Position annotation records
---+---

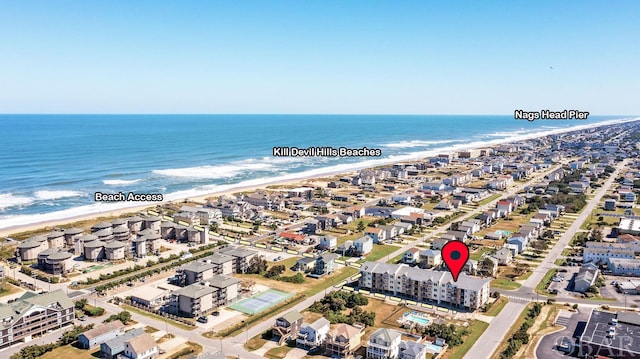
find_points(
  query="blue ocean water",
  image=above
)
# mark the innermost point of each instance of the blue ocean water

---+---

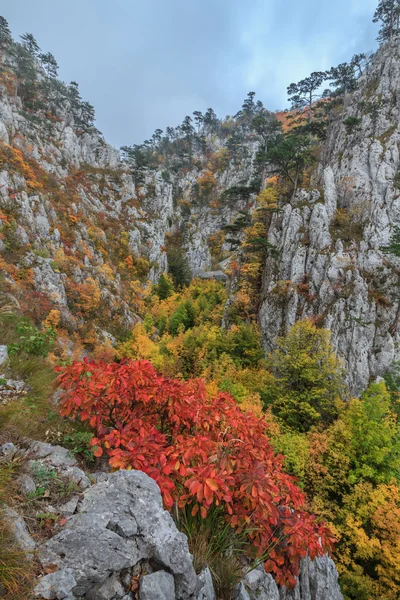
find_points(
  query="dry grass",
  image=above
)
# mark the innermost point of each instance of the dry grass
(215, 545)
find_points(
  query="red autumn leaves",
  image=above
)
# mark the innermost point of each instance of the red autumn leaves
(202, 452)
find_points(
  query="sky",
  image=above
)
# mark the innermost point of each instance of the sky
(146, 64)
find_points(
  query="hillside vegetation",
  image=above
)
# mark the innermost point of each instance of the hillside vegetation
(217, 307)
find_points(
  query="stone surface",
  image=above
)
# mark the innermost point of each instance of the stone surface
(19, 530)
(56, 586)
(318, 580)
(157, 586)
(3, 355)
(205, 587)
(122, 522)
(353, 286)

---+---

◆ Work to complete
State how many lines in the items above contain the word "blue". Reply with the number alone.

◆ Complete answer
2